Pak Satpam mengetuk pintu kamar saya. Ia bilang ada kiriman. Ternyata dari seorang handai taulan di Sleman.

Paket itu isinya vitamin, suplemen makanan, kopi, wafer, serta keripik tempe.

Tiga hari sekali si Pak Satpam mengantar kiriman ke kamar saya. Sebetulnya ia bisa meletakkan kiriman itu di meja di lobi atau di loker khusus “santri” yang inap isolasi mandiri karena Covid-19 di Unires UMY.

Jadi wajar saya bertanya-tanya sendiri, mengapa si Pak Satpam memberanikan diri mengantar langsung ke depan kamar? Hanya berbekal masker, jaga jarak, dan hand sanitizer?

Sebagai santri covid kami harus tahu diri. Kami harus menjaga supaya orang-orang seperti Pak Satpam, petugas kebersihan, dan para tenaga kesehatan tetap aman.

Tapi kami juga tahu bahwa peran mereka sendiri sudah penuh risiko. Maka kami harus makin tahu diri dan saling jaga. Mereka punya keluarga yang harus dinafkahi dan dilindungi.

Pertanyaan itu akhirnya terjawab. Setelah saya dinyatakan sudah sehat, negatif, dan boleh pulang.

Sebelum berlalu, saya hampiri bilik tempat jaga Pak Satpam. Tentu tetap bermasker dan menjaga jarak. Dari bilik berkaca itu saya ucapkan terima kasih atas bantuannya. Saya mohon izin pamit.

Tak lupa saya tanya kenapa Pak Satpam berani antar kiriman ke kami. Kurang lebih ia bilang karena ia tahu kondisi orang yang terinfeksi korona.

Si Pak Satpam tahu kalau orang dengan Covid-19 biasanya kleyengan, pusing, dan ngos-ngosan bahkan sekadar jalan 10 meter. Belum lagi biasanya para santri Covid-19 ini pasti sering tertidur akibat kondisi tubuh yang kurang prima.

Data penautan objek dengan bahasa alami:
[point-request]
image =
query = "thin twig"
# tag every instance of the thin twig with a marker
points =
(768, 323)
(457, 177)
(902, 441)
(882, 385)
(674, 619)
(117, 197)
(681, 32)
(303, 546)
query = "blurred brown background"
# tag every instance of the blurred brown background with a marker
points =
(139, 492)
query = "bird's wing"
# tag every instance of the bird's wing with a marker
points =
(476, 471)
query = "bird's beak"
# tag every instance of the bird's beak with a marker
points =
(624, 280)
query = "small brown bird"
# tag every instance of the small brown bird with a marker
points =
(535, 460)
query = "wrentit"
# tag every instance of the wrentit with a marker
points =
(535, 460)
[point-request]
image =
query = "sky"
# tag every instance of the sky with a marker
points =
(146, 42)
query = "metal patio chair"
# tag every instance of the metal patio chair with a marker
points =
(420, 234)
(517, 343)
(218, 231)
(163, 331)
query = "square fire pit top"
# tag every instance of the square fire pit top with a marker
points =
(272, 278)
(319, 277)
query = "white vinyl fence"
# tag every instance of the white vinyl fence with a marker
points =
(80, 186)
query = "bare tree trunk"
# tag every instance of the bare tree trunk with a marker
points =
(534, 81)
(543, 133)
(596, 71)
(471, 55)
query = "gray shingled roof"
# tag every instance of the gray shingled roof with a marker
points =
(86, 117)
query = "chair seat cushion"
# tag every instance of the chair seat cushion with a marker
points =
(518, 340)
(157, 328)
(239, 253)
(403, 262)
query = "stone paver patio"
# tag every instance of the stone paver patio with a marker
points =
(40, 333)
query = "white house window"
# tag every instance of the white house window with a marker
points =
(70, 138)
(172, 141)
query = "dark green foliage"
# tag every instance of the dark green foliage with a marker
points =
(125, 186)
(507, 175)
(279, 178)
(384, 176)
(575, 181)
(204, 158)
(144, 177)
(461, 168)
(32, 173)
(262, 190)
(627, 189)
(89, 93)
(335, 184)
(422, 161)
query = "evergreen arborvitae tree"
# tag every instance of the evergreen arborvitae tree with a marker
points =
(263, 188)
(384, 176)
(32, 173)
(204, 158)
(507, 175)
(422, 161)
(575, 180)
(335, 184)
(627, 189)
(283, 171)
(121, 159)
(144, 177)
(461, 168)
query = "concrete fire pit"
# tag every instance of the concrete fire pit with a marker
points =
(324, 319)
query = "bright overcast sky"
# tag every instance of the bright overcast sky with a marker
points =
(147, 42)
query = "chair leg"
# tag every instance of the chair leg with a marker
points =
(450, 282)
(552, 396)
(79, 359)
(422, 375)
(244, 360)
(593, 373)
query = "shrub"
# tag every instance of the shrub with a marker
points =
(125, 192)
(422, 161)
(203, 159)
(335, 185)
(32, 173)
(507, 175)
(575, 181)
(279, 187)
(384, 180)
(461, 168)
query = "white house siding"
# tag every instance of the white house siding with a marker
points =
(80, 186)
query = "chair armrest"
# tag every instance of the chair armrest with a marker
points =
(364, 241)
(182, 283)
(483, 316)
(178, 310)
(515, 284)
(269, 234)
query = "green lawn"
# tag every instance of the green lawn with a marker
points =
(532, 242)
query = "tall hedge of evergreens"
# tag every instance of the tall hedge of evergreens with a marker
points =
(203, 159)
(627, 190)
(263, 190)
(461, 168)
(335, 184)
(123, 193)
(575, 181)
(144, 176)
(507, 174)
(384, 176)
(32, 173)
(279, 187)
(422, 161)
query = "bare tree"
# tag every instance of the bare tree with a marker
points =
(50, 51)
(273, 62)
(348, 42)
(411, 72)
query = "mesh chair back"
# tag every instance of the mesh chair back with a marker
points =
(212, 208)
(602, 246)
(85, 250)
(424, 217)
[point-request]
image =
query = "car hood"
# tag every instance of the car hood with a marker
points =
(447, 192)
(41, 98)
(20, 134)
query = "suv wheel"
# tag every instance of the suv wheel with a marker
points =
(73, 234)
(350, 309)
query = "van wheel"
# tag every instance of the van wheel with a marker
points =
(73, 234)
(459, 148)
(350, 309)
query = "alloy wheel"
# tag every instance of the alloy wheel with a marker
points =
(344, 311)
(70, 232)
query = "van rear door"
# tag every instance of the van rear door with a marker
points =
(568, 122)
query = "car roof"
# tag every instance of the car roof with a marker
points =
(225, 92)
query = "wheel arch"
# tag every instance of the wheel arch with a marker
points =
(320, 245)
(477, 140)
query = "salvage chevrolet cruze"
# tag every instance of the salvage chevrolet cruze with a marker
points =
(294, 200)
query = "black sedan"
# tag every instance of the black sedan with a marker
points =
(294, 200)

▶ [DAFTAR TUGAS]
A. Jawablah pertanyaan tentang kutipan mengenai Pak Satpam ini dengan tanda yang sama untuk setiap jawaban.
(i) Dari siapa dan dari mana kiriman pertama itu datang?
(ii) Seberapa sering Pak Satpam mengantar kiriman ke kamar?
(iii) Sejauh berapa meter berjalan kaki yang disebut sudah membuat orang dengan Covid-19 ngos-ngosan?
B. Lanjutkan kutipan tentang Pak Satpam mulai dari kalimat terakhirnya.
Catatan tersebut tidak berperan apa pun di sini.

▶ [JAWABAN TUGAS]
A.
(i) Dari seorang handai taulan di Sleman.
(ii) Tiga hari sekali.
(iii) Sekadar 10 meter.

B.
Menurut si Pak Satpam, ia yakin bahwa kiriman vitamin atau makanan itu pasti sangat dibutuhkan dan bersifat mendesak. Jika sekedar diinfokan melalui grup WhatsApp ada di meja atau loker, besar kemungkinan kelewatan diambil.

Berbekal pengetahuan praktis untuk menangkal kemungkinan tertular, ia bawakan kiriman itu ke kamar. Supaya bisa langsung diterima.

Saya tak sepenuhnya sepakat dengan si Pak Satpam. Tapi saya ini baru jadi santri empat belas hari. Saya tak tahu apa yang telah Pak Satpam pelajari dari pengalaman selama satu tahun menjaga pasien-pasien covid.

Ia pasti sudah melihat ada nyawa tertolong dan tidak. Ia pasti sudah bergelut dengan kekalutan batinnya sendiri antara berempati pada si pasien atau bekerja sesuai desk kerjanya saja.

Tak perlu pusing panjang dengan kondisi orang lain. Toh diri sendiri saja sudah ambil risiko besar. Tapi si Pak Satpam tak ambil pilihan cara berpikir seperti itu.

Saya jadi mikir sendiri. Jangan-jangan pagebluk ini mengubah sikap hidup orang-orang seperti si Pak Satpam.

Ketika ada di ambang krisis ia membentuk sikap bersolidaritas. Meski ternyata tak cukup bermakna bagi segelintir orang yang justru punya kuasa mengubah keadaan.

Orang-orang seperti si Pak Satpam mengajarkan saya apa arti akal sehat. Ia mungkin paling banter lulusan SMA. Tapi ia punya orisinalitas menjalani masa-masa suram ini lebih baik dan manusiawi.

Sementara itu di sisi jalan lain, saya melihat gerombolan orang-orang yang justru terperosok. Tak lain karena kehilangan akal sehat.